> [TEXT PROVIDED]
Responding to the deaths of two people with mental disabilities last month when confronted by police, eight advocacy organizations today cited a “critical and urgent need for uniform and comprehensive training of all police in Rhode Island to ensure a proper response to persons with mental illness, cognitive impairments or developmental disabilities.” The organizations, many of whom deal with or represent on a daily basis individuals with mental illness, made the comments in a letter sent to all police chiefs in the state.

In mid-February, Pawtucket police shot to death Jason Swift after his mother had called for help in getting him to the hospital. She had done this before, apparently without incident, in Massachusetts. Last week, Leonel Farias was killed by East Providence police during an escalating struggle following a request for assistance from his family.

The letter to the police chiefs noted: “Having two people die at the hands of police in Rhode Island in the space of two weeks is cause for great concern. That both victims had mental illness and met their fate only because their families had called the police for help is cause for even greater alarm.” Not seeking to cast blame on the officers involved, the letter instead called the two tragedies “a siren call to police agencies” to address “more thoroughly, and with dispatch and rigor” the issue of properly dealing with people with mental illness.

The letter noted that it “was only recently that the Municipal Police Academy began to provide any training to recruits on this matter,” and that officers need to receive “longer-term, more comprehensive training … through ongoing in-service and specialized skills instruction.” The organizations offered to provide training guidance to departments, pointing to national police training models available on the use of non-confrontational de-escalation techniques when dealing with these situations.

The letter concluded by stating: “The family members of individuals with mental illness must feel comfortable picking up the phone and calling 911 when help for a loved one is needed. In light of these two deaths, that comfort level is very shaky right now… We therefore call on all police departments to work with the community in ensuring that future cries for help do not turn into tears of grief.”

The organizations signing the letter were the RI Council of Community Mental Health Organizations (RICCMHO), the R.I. Disability Law Center, NAMI Rhode Island, Parent Support Network, Mental Health Assn. of R.I., National Assn. of Social Workers R.I. Chapter, Mental Health Consumer Advocates of R.I., and the Rhode Island ACLU. RICCMHO President/CEO Elizabeth V. Earls said today: “Incidents like these are tragedies for everyone – the victim and their families, and the officers and their families, as well.  We need to give our local law enforcement the tools that they need to work effectively and safely in our communities.”

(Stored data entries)

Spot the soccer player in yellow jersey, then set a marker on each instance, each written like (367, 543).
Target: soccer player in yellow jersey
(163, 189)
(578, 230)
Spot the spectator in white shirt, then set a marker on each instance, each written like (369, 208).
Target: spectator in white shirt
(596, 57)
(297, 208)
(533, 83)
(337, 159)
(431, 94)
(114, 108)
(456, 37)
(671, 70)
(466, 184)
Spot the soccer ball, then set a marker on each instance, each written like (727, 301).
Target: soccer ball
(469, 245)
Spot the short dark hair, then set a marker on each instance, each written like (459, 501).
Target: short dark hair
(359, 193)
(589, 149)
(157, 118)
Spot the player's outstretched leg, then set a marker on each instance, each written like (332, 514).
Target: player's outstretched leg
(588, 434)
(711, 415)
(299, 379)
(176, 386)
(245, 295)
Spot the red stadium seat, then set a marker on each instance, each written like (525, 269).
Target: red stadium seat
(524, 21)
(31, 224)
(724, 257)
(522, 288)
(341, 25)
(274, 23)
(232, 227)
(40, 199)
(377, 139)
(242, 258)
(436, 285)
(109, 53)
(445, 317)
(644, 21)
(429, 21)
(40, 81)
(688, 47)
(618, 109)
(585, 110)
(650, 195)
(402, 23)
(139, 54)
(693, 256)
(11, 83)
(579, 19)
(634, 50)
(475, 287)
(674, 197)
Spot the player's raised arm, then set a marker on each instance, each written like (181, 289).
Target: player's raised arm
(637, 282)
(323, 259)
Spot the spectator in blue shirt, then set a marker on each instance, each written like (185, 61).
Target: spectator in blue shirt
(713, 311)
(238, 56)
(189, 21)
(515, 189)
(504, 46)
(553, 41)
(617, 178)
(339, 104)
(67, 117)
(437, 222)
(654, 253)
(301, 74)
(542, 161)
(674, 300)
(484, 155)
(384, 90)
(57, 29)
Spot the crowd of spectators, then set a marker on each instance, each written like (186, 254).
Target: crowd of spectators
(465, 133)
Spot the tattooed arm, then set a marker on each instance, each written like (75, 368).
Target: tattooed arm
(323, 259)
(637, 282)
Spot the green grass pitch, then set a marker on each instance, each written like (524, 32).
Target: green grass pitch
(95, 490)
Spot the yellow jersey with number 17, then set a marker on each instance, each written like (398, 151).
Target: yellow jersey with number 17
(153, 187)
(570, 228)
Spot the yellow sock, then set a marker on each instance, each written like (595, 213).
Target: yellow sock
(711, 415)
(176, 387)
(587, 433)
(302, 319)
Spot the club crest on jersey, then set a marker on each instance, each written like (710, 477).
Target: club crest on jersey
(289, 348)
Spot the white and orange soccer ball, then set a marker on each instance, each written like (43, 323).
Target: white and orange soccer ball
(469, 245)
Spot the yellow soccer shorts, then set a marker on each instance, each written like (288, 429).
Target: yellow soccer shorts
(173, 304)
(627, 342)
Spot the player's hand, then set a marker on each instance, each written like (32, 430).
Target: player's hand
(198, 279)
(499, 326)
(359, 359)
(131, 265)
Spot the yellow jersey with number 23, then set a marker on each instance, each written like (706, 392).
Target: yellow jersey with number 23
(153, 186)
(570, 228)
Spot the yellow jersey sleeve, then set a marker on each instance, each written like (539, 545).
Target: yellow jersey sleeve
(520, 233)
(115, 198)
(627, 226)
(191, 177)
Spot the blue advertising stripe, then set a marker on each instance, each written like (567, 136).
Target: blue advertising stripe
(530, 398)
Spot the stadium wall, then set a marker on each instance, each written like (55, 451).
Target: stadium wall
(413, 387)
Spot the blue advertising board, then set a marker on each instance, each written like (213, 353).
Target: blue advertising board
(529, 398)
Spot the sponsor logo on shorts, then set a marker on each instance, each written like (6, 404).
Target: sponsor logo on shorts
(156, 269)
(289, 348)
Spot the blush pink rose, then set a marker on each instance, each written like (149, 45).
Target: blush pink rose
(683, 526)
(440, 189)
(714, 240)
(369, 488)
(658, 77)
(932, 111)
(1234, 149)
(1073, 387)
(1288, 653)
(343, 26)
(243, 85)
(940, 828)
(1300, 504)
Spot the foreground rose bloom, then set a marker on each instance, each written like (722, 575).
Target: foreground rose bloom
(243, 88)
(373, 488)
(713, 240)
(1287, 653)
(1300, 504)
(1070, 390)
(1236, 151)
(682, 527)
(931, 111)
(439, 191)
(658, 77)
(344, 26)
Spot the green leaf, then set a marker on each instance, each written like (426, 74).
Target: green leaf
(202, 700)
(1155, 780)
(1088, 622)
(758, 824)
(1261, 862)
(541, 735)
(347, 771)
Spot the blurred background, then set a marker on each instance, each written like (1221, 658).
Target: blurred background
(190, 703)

> [TASK LIST]
1. In the text on the advocacy letter, which police department shot Jason Swift?
2. Name every organization that the text on the advocacy letter lists as signing the letter.

> [SOLUTIONS BELOW]
1. Pawtucket police

2.
RI Council of Community Mental Health Organizations (RICCMHO)
R.I. Disability Law Center
NAMI Rhode Island
Parent Support Network
Mental Health Assn. of R.I.
National Assn. of Social Workers R.I. Chapter
Mental Health Consumer Advocates of R.I.
Rhode Island ACLU